## Extract provided
· · · · ·

1854-1921. Dutch Reformed Theologian and Churchman. Professor at Free University in Amsterdam.
The cosmological argument attempts to deduce the existence of a cause from the demonstrable existence of an effect. This argument has some validity but fails to tell us anything about the character and nature of the cosmic cause. All we have is a self-existent, first, and absolute World-cause. The teleological argument, proceeding from the world’s order and beauty, takes us one step further to an intelligent cause that must be conscious. However, we still do not know whether this means one intelligent Being or several working in harmony. We are still not nearly at a knowledge of the God of Scripture.
The ontological argument, in its various forms, attempts to infer existence from thought. Our common sense recognizes that this argument is not true when it comes to creatures. Nonexistent beings can be conceived. With God matters are slightly different. Though we cannot convincingly demonstrate the reality of God from our ideas about God, it is true that whenever we do think about God we necessarily think of God existing. The benefit of this argument is that human beings are confronted with the choice of either trusting this necessary witness of their consciousness or else despairing of their own consciousness.

· · · · ·

## Recorded information
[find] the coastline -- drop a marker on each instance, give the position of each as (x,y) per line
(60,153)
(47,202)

· · · · ·

## Problems and tasks
[a] In the passage on arguments for God's existence, give again the portion starting with "The cosmological argument" and going on through "God of Scripture." word for word.
[b] Using the passage on arguments for God's existence, decide whether each statement agrees with it, answering yes or no and quoting the words that settle it: (i) the cosmological argument tells us nothing about the character and nature of the cosmic cause; (ii) the teleological argument shows that there is a single intelligent Being; (iii) the ontological argument holds true for creatures.

## The answers
[a]
The cosmological argument attempts to deduce the existence of a cause from the demonstrable existence of an effect. This argument has some validity but fails to tell us anything about the character and nature of the cosmic cause. All we have is a self-existent, first, and absolute World-cause. The teleological argument, proceeding from the world’s order and beauty, takes us one step further to an intelligent cause that must be conscious. However, we still do not know whether this means one intelligent Being or several working in harmony. We are still not nearly at a knowledge of the God of Scripture.

[b]
(i) Yes: "This argument has some validity but fails to tell us anything about the character and nature of the cosmic cause."
(ii) No: "we still do not know whether this means one intelligent Being or several working in harmony."
(iii) No: "Our common sense recognizes that this argument is not true when it comes to creatures."